> [Exercise instructions]
Please return, word for word, the line containing "pin the large" and each line after it through the end of the data below, and nothing else.

> [Given entries]
═══
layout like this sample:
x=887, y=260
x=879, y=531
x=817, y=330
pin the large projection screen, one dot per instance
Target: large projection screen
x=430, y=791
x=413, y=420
═══
> [Reply]
pin the large projection screen, one dot per instance
Target: large projection screen
x=430, y=791
x=413, y=420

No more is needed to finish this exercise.